壁の言の葉

unlucky hero your key


 いつものように起床して、飯を炊く。
 ストレッチと筋トレをしながら、洗濯。
 昨日食べそびれた野菜の煮物をおかずに、納豆ごはんをいただく。
 食後、行き当たりばったりにサイトを数件はしご。


 やん、やん、やん、


 エロ動画の音声に不意をつかれ、大いにうろたえる。
 昨夜、音量を上げたままにしていたのを忘れておったのだ。
 次いでメールをチェック。
 するまでもないのだが、と思いつつ、案の定なり。
 気を取り直して、ウォーキングなり。
 i-Pod無しで。
 普段一時間かけるコースだが、復路はジョギングにして、じっくりと汁を出す。
 

 だなんて、日記めいたことを書いてみた。
 我ながらアホらしい。
 

 近所に独り暮らしのご老人がいる。
 いや、小型犬とふたり暮らしと言おうか。
 おそらくは日に五回も、六回も散歩をしておられる。
 そして、誰彼かまわず、通行人に声をかけておられる。
 いや、違うな。
 独り言だ。大声の。
 もし相手に受け止めてもらえなかったなら、お供の愛犬に語りかけていたのだよ、といった滑り止めのニュアンスがあるのだ。
 まあ、
 暑いねぇ、とか、
 こんなとこにゴミを捨ててこまったもんだよ、とか。
 それ自体は他愛もない。
 んが、
 こちらの対応がこまるのだ。
 その孤独はひしひしと感じるのだが、感じるがゆえに、笑顔で会釈をするのが関の山だ。


 この闇生も、先日声をかけられた。
 洗濯機が故障して、近くのコインランドリーを利用した帰り道。
 洗濯物をぱんぱんに詰め込んだデイバッグを背負い、
 もうひとつ、大きいスポーツバッグをあしたのジョー担ぎにして、ずんずんと大股に歩いていた。
 前方にそのご老人の背中。
 なにやらまた愛犬に語りかけながら、能役者のようにゆるゆると歩まれておる。
 追い抜くと、


「おおおっ、すごいねえ。…ねえ」


 はて、俺か。
 俺に言っているのか。
 すごい、とはなんだ。
 大量の荷物を持って歩く、そのことか。
 リピートの「ねえ」は、まるで愛犬と頷き合うがごときだ。


「ん、若いっ」


 少なくとも、あのご老人より若いことは確かである。
 ならば、たぶん、俺に言っているな。
 ほかに人影はないし、まさか犬にではあるまい。

§ 提供データ:
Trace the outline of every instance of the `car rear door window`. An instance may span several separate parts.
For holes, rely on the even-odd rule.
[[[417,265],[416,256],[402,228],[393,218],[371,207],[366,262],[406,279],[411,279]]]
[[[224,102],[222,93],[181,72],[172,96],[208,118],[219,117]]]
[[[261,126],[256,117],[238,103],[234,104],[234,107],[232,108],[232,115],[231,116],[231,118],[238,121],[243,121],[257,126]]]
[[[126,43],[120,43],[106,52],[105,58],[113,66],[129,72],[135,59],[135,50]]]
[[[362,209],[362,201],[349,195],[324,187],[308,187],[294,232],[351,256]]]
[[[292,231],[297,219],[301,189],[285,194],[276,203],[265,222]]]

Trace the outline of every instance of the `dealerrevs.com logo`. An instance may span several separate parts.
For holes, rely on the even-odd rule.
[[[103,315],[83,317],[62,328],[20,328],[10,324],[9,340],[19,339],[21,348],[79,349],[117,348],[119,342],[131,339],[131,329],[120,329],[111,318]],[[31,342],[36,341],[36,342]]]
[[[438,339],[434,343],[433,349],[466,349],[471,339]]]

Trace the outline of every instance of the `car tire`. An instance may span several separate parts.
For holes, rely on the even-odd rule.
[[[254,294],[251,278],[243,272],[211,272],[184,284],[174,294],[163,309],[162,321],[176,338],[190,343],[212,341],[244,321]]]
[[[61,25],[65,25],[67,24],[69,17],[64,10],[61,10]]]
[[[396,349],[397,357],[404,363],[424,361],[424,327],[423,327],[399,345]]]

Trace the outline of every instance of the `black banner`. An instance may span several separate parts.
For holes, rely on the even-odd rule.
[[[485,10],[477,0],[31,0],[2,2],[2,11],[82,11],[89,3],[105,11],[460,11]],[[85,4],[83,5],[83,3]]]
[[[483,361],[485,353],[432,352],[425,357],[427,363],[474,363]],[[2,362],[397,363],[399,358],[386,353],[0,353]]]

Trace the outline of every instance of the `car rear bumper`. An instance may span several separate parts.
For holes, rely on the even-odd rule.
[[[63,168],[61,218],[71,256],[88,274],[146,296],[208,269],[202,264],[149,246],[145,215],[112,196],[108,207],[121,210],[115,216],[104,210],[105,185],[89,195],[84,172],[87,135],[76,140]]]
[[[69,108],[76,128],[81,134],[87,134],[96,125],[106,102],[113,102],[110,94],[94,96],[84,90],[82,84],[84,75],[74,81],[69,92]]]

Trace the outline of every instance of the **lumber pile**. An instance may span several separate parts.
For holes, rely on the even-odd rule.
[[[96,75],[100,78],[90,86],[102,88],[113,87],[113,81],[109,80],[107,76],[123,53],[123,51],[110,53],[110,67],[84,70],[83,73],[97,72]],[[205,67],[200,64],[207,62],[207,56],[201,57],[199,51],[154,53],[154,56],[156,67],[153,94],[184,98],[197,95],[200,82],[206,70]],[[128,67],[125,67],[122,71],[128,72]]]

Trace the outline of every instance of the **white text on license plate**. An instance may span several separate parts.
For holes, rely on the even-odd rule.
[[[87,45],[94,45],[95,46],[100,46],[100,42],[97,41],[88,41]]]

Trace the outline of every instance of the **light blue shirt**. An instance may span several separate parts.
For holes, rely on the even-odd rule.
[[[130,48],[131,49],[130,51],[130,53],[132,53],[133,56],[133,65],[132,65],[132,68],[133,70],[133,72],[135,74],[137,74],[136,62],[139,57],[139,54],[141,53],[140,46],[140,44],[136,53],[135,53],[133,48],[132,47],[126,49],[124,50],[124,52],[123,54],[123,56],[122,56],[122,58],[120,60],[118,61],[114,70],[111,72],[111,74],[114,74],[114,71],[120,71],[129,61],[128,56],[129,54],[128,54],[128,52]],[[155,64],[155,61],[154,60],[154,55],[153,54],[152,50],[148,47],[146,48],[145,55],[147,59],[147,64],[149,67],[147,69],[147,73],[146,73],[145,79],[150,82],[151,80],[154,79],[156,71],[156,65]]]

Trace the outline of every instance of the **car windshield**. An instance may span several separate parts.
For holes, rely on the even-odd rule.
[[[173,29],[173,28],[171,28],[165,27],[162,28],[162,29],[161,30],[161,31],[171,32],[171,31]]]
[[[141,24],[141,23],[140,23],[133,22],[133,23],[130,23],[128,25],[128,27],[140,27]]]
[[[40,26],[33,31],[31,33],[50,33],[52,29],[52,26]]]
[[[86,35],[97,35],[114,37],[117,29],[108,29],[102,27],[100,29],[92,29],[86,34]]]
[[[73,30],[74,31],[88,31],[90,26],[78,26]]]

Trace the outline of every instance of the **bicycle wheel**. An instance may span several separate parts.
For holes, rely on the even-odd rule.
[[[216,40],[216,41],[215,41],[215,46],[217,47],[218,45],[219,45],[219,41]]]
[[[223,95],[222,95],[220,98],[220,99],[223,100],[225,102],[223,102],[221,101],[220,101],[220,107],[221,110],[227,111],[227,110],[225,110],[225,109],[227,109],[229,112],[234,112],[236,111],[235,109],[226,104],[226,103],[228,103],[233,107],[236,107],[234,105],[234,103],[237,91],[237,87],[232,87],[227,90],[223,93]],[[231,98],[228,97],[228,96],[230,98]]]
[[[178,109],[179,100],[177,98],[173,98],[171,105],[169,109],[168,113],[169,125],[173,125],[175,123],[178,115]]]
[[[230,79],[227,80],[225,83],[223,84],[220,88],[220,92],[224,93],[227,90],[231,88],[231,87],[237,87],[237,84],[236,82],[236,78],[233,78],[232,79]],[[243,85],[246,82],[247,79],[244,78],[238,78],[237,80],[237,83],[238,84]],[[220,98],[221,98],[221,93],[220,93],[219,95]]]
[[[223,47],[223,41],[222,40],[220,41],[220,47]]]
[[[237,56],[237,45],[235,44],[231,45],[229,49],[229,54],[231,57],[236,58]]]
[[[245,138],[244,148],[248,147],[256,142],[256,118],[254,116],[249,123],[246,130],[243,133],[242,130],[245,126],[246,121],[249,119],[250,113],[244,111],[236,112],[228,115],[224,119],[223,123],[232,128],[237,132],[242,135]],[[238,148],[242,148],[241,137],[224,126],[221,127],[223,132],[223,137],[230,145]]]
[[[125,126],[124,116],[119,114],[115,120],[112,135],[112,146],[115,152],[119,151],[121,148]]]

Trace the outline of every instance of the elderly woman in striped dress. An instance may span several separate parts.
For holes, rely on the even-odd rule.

§ 課題一覧:
1/ 「壁の言の葉」の本文に照らして、次の(a)〜(c)が本文と合致するかどうかを、それぞれ「はい」または「いいえ」で答えてください。判断の根拠となる本文の語句もそのまま引用してください。
(a) 筆者はi-Podを持ってウォーキングに出かけた。
(b) 近所のご老人は小型犬と暮らしている。
(c) 筆者がご老人に声をかけられたのは、コインランドリーを利用した帰り道であった。
2/ 「壁の言の葉」の本文によると、筆者はウォーキングのコースに普段どれだけの時間をかけていますか。
3/ 「壁の言の葉」の本文を、最後の一文の後から書き継いでください。

§ 回答一覧:
1/
(a) いいえ。「i-Pod無しで。」
(b) はい。「小型犬とふたり暮らしと言おうか。」
(c) はい。「洗濯機が故障して、近くのコインランドリーを利用した帰り道。」

2/ 一時間です。

3/
 振り返ろうか。


「たのみましたよっ。これからの…」


 なんだ、なんだ。
 なんなんだ。
 言葉を模索しておられるぞ。


「ニッポンをっ」


 ずどーん。
 振り返れるかっつの。
 可笑しいようで、重いっつの。
 ご老人が見ないであろう未来を、通り魔的に託されて。
 どうすりゃいいのさ。


 時折、
 そのご老人の住まいから、大音量で音楽が流される時がある。
 きっと、音楽に託して、なにごとかを世間に訴えたいのだろう。
 選曲が直球すぎて、
 近隣のだれ一人として注意できずにいるのだと思う。なんせ曲はこれだ。
 

 『千の風になって』


 ずどーん。


 郵政民営化のときによく、言われたのだけれど。
 地方では、郵便局がコミュニティのヘソになっていて、と。
 たしかに銭湯や露地で将棋をさしたり、といった古き良きサロンの役割が、減ってきているのだとは思う。
 しかし、それだけだろうか。
 孤独のでどこは。
 今やわずか五歳も離れれば、話題の共通項を保つのが難しくなってきている。
 いやいや、
 同世代でもそうだろう。


「昨日のごっつ観た?」


 で教室中が盛り上がれたような。そんな時代は、過去になるのだろうか。
 ネットなどによって興味の選択肢が増えたはいいが、代わりに共通言語をなくしてしまった。
 それでも人はつながりたがるから、『空気』の読み合いが重要視されるようになってきたわけで。
 個性、個性と言うくせにだ。




 なにはともあれ、
 明日は我が身なり。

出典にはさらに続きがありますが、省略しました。